Originally posted on October 18, 2022 @ 8:37 AM
One of the tragic outcomes of zero language in safety is the fixation on binary thinking (https://safetyrisk.net/the-binary-barnacle/ ; https://safetyrisk.net/non-binary-decision-making-in-risk/ ). It’s always about zero or 1. It’s always black or white, fast or slow (thanks Kahneman) no in-between. This is NOT how life, living, learning and reality works.
All learning is gradual and involves transitions. In many ways all learning involves a gradation of process and in many ways we never ‘arrive’. Such is the importance of wisdom and maturity.
Just think of how long it takes to learn such essential things as balance, language, reading and writing. All these essentials to live as a human in the world takes many years. Even so, after many years at school some still have no mastery of their own language.
Just think of all that is learned by experience and how all this is embedded in intuitive knowing (We know more than we can say – Polanyi). Think of the many years to learn a trade or how to do even simple tasks and do them well.
It takes years, there is no fast and slow.
Yet we find so much expectation in the safety industry for perfection. Once that induction dump has been made you now apparently know how to be safe. We see this in all cases in safety where blaming is so prevalent.
Anyone who knows the first thing about learning and comprehension knows that learning, memory, recall and embodied learning are neither simple or binary.
We know that just in reading that comprehension is not about absorption but rather all comprehension involves: situation, context, interpretation, prior knowledge, readability, reading readiness, language maturity, summarising, sequencing, deduction, comparison, contrasting, questioning, background knowledge and learning intelligence. Many don’t develop such skills in reading in a life time. Oh yes, but we are going to realise zero in a life time (https://safetyrisk.net/safety-experts-in-speaking-nonsense-to-people/). Zero is a dangerous idea (https://vimeo.com/230093823).
Yet, Safety expects people to read so much text and comprehend it!
Yet no safety curriculum anywhere includes an understanding of perception, motivation, learning and comprehension.
Even in the so called ‘learning teams’ from so called Safety Differently, there is nothing on the nature of learning or comprehension. Similarly, the silly notion of ‘usability mapping’ (https://safetyrisk.net/paperwork-and-usability-in-tackling-risk/) has no comprehension of the nature of learning or comprehension. Amazing how a safety diploma makes one expert in learning, education and comprehension.

* * * * *

* YOUR TASK: Copy the text on learning and zero in safety from "Just think of how" to "fast and slow.", substituting "several years" for every "many years".

* * * * *

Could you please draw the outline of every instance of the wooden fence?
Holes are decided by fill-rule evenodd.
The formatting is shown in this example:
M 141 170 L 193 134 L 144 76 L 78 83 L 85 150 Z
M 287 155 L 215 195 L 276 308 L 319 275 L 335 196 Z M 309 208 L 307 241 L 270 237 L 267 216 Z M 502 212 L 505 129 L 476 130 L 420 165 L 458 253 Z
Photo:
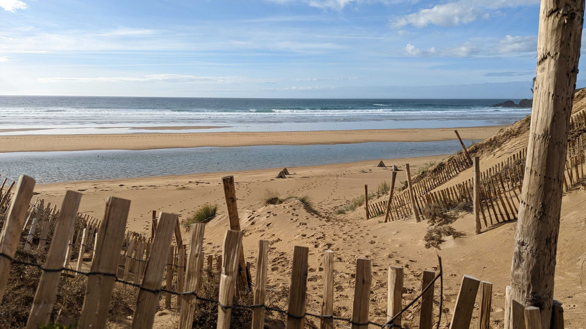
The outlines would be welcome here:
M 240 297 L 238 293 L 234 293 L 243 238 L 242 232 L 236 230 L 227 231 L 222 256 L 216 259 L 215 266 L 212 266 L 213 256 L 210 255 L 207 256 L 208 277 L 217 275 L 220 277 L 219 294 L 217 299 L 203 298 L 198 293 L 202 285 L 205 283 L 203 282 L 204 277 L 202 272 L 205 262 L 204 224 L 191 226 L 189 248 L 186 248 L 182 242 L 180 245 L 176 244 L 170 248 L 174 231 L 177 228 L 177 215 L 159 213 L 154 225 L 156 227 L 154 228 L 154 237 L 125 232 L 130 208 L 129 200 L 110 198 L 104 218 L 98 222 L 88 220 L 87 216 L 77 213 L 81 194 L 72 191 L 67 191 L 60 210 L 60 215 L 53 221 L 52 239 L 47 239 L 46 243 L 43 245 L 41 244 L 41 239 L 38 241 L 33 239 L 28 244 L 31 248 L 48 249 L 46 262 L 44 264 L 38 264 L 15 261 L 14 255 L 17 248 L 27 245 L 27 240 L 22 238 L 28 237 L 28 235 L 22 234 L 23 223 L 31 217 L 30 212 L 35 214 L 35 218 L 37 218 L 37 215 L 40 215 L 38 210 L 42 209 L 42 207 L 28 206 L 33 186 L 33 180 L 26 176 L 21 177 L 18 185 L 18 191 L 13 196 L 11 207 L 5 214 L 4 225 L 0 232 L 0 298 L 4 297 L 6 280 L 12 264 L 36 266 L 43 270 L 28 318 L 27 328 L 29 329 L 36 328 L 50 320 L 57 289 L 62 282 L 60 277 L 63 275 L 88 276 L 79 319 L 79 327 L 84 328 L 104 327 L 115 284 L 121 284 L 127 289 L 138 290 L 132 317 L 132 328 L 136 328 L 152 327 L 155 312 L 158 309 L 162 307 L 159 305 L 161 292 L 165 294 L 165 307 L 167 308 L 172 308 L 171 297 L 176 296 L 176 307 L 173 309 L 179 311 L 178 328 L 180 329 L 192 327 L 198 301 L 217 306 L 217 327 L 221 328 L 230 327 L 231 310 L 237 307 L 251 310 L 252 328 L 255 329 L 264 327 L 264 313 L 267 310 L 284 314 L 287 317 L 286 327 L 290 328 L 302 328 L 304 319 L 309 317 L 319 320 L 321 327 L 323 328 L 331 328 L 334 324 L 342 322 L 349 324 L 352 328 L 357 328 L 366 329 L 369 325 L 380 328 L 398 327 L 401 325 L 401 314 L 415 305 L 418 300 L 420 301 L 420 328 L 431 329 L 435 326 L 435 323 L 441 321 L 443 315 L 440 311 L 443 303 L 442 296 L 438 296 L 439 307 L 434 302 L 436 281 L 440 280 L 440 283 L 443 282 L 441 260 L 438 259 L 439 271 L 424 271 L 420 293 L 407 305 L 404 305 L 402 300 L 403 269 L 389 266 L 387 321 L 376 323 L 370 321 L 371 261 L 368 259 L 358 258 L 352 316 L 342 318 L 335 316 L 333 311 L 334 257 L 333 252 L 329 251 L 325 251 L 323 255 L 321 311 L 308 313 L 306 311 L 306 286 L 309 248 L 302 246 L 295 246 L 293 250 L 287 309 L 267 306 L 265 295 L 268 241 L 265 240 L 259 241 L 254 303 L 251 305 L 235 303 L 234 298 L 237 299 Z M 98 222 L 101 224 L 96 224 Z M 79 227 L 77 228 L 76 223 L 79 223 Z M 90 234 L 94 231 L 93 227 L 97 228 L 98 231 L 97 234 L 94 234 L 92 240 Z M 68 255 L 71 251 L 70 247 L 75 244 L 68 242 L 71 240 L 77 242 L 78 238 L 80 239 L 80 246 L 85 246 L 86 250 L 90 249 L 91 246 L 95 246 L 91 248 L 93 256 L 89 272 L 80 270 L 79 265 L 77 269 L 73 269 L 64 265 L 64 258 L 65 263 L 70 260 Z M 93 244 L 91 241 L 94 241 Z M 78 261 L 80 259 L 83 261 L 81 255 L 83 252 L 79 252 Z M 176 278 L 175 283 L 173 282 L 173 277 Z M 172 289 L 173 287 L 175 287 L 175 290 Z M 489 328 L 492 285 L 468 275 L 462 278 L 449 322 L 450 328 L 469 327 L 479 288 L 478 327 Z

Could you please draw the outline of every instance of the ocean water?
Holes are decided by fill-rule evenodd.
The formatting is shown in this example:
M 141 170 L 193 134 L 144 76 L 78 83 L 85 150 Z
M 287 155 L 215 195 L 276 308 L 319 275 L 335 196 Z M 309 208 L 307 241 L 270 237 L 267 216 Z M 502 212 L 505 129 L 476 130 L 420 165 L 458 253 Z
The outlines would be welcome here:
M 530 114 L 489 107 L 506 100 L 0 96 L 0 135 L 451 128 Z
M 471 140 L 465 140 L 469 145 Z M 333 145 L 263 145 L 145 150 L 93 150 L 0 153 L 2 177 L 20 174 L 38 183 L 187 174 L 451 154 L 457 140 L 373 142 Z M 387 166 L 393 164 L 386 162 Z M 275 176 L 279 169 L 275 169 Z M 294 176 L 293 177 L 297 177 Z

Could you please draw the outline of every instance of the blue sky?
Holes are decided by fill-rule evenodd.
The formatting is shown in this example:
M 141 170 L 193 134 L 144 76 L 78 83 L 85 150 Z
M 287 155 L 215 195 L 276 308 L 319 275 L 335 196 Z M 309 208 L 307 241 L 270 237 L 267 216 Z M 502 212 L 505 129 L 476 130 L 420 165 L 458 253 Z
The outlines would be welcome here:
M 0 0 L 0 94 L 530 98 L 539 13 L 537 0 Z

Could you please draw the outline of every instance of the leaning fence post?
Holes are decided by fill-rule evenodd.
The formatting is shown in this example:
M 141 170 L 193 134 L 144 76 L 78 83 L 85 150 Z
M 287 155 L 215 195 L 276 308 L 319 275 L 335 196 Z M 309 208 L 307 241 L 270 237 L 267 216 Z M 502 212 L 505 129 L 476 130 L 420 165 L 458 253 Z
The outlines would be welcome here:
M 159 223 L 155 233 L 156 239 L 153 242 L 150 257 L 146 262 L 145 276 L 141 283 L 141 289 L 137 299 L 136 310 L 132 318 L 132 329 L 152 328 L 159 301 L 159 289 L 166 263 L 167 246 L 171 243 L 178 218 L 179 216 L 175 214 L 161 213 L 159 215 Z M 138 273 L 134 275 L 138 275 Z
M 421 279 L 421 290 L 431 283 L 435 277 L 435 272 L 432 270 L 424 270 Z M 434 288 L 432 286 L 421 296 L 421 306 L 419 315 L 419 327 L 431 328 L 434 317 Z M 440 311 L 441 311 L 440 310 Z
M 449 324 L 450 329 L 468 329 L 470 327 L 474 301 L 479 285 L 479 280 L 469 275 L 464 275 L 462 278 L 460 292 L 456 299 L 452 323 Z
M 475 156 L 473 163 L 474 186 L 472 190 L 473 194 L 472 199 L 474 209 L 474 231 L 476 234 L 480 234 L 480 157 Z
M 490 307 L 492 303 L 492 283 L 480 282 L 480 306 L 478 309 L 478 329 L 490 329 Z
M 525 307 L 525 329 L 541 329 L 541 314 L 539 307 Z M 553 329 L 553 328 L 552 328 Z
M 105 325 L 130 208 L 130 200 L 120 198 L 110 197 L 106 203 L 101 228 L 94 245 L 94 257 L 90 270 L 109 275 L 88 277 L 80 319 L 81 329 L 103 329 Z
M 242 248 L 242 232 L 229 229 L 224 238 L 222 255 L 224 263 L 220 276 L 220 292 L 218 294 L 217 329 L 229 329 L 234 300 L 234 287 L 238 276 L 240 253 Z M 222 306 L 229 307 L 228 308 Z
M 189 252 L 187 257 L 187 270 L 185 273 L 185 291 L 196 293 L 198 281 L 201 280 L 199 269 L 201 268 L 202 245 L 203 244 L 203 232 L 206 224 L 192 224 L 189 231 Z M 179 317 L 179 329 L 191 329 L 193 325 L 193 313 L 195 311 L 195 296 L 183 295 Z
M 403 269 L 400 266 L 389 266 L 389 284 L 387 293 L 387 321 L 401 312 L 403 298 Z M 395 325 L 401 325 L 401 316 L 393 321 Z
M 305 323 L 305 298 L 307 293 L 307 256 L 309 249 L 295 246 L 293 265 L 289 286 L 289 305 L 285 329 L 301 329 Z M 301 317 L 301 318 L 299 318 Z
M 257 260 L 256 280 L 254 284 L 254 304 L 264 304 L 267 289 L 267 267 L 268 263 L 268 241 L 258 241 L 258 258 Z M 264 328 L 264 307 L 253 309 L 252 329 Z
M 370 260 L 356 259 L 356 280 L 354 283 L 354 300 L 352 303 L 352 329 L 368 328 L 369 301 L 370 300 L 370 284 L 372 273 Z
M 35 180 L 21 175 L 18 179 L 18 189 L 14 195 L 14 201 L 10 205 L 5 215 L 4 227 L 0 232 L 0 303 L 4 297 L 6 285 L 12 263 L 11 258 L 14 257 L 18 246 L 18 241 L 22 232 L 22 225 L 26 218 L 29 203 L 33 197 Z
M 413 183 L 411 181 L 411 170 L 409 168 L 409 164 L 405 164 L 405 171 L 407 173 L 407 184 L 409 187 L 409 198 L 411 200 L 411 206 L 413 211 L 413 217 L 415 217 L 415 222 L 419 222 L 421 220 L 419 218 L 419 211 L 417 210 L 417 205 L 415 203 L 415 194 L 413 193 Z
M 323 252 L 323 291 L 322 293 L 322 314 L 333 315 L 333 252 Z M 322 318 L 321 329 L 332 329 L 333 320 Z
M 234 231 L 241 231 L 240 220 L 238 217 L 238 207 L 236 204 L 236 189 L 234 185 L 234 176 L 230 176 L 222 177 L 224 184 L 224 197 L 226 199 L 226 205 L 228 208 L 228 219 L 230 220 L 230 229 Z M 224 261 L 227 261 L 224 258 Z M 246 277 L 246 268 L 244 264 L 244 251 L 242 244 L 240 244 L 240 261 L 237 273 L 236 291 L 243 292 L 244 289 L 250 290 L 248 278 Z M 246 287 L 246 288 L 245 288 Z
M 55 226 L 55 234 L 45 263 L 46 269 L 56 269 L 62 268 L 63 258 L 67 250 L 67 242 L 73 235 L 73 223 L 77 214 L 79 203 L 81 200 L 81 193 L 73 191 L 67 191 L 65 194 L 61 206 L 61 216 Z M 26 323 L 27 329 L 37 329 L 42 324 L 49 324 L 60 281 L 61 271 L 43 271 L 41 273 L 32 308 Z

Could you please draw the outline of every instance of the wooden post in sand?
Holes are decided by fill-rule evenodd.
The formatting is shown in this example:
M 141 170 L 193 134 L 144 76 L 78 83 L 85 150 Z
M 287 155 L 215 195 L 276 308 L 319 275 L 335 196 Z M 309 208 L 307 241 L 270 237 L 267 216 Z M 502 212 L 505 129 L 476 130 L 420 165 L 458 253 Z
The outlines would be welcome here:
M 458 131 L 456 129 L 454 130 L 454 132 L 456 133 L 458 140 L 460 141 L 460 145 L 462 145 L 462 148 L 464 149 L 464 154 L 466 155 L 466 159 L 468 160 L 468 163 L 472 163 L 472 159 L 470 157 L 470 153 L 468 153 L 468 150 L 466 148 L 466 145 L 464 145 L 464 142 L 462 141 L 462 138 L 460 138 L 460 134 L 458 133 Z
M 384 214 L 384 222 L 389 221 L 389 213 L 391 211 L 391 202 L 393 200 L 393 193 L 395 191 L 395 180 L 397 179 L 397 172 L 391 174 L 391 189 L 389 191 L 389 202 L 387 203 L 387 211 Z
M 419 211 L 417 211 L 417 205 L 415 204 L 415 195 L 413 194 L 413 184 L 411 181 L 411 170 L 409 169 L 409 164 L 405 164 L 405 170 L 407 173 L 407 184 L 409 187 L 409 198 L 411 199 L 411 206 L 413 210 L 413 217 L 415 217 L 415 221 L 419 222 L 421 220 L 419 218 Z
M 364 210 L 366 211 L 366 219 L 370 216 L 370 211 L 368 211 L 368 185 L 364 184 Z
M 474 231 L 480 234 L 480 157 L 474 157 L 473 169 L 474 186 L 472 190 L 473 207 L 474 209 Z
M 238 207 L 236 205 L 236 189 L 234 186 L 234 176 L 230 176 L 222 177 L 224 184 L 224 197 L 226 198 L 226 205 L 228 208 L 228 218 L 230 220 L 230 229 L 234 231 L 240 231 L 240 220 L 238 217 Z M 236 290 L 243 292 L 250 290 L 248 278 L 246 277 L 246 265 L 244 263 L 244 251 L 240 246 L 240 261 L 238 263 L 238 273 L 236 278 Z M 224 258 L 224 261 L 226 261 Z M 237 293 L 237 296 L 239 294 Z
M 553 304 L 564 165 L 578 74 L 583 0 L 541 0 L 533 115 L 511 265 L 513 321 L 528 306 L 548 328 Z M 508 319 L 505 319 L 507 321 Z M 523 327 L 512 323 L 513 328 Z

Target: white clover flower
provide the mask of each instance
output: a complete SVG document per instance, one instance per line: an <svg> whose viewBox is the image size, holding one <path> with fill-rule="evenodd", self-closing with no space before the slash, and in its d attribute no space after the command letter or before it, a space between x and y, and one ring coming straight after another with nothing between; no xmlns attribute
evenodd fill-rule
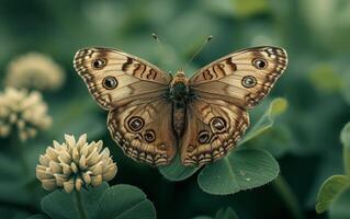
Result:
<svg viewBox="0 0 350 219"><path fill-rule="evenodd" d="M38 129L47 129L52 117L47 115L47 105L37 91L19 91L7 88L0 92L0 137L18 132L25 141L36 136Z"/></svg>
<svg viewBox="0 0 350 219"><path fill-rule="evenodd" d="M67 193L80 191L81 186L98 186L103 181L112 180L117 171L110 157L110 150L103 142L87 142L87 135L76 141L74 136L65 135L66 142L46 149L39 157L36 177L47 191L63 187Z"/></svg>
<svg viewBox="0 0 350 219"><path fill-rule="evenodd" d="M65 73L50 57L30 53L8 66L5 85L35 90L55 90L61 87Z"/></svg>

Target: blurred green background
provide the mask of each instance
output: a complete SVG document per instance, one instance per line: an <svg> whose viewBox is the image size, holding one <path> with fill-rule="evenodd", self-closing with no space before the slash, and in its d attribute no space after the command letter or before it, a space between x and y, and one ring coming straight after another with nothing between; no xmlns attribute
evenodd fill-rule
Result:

* * * * *

* SOLUTION FOR THIS TASK:
Just think of how long it takes to learn such essential things as balance, language, reading and writing. All these essentials to live as a human in the world takes several years. Even so, after several years at school some still have no mastery of their own language.
Just think of all that is learned by experience and how all this is embedded in intuitive knowing (We know more than we can say – Polanyi). Think of the several years to learn a trade or how to do even simple tasks and do them well.
It takes years, there is no fast and slow.